_What you should do:_ Begin at the line that has "is any stone" and go on through the end of the records. Write those lines out again, requests included, and raise every box coordinate in the answers by 43.
......
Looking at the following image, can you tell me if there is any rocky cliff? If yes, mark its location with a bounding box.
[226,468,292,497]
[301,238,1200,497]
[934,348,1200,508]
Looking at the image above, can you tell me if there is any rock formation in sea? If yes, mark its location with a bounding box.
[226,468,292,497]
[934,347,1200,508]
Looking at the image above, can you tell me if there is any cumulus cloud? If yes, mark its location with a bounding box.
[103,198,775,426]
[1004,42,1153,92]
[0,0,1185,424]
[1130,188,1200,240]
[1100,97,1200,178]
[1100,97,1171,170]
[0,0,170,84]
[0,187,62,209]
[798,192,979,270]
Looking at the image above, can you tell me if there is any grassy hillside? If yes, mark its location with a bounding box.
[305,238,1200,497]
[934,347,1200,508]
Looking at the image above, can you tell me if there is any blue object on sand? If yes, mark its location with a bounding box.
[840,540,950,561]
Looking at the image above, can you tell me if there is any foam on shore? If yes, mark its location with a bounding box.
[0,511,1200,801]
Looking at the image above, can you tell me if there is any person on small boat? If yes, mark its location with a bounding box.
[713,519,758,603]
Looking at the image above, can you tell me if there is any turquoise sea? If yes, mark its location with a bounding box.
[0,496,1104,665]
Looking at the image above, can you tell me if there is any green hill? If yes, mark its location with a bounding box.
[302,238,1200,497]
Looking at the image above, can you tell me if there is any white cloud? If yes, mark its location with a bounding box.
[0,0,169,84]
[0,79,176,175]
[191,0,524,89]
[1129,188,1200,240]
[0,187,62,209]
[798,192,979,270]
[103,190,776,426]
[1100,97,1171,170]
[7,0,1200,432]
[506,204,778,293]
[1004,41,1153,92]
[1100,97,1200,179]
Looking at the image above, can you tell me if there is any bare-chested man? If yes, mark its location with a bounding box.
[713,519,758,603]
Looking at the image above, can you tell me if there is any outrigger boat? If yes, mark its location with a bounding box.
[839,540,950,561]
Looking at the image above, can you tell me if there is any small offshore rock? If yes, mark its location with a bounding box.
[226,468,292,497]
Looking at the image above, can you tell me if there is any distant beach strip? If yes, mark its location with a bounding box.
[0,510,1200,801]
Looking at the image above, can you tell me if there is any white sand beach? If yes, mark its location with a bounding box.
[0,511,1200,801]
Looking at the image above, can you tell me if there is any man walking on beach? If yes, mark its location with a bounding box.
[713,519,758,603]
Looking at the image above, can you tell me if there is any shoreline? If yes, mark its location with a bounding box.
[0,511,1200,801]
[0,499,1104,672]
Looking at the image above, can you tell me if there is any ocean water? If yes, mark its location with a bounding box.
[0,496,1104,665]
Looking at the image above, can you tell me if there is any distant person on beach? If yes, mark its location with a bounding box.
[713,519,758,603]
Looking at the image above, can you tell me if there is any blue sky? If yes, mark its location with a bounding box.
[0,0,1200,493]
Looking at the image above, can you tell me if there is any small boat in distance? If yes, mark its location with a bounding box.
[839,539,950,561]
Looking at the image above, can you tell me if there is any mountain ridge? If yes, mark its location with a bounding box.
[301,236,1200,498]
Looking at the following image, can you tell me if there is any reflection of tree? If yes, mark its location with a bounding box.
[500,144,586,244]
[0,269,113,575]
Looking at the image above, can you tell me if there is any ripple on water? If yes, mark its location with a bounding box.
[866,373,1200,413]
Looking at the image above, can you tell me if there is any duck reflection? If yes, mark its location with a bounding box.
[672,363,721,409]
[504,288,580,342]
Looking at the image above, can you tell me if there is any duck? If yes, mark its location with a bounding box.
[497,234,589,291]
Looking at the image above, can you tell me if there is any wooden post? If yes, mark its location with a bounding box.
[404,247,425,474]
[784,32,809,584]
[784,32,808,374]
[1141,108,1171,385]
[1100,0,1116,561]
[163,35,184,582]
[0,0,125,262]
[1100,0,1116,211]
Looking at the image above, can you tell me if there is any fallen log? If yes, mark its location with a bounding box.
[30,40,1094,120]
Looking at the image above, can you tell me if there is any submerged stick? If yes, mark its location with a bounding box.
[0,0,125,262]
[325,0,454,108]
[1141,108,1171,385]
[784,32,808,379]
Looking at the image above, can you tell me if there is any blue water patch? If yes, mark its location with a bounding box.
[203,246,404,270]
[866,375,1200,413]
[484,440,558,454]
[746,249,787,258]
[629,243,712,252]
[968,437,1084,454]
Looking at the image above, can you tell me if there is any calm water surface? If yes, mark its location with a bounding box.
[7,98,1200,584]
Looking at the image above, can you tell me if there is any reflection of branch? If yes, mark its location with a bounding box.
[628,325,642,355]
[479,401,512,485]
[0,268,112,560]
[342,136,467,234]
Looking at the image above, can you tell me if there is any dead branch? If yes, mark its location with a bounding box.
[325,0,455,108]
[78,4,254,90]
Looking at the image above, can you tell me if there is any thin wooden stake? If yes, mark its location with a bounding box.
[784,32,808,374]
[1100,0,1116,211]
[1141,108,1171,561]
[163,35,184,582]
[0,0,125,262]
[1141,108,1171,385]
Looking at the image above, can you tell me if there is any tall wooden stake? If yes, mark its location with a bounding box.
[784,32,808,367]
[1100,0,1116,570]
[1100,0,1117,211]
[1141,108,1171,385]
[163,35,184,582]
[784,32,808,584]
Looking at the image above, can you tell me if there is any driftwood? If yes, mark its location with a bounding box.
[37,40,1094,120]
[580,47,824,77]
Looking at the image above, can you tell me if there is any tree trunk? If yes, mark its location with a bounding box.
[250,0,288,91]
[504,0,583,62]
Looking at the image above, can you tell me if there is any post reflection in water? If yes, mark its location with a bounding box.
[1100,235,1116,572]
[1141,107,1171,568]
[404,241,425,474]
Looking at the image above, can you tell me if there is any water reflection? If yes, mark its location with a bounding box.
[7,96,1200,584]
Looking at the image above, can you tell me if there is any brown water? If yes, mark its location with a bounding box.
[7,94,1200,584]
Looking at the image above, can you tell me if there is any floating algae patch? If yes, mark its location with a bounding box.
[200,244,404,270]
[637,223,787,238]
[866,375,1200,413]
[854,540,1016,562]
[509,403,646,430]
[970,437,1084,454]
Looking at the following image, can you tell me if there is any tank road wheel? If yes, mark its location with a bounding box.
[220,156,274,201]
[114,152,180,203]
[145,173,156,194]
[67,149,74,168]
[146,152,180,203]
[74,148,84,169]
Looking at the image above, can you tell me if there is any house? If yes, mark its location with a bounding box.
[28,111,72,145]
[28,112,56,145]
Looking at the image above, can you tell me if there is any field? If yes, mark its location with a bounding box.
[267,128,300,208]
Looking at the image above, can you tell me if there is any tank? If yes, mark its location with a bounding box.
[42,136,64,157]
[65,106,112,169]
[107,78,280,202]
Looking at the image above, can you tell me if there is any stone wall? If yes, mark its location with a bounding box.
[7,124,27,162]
......
_Reply to the task:_
Looking at the image above, can you tell me if there is any stone wall? If yes, mark its location with a bounding box.
[50,167,70,205]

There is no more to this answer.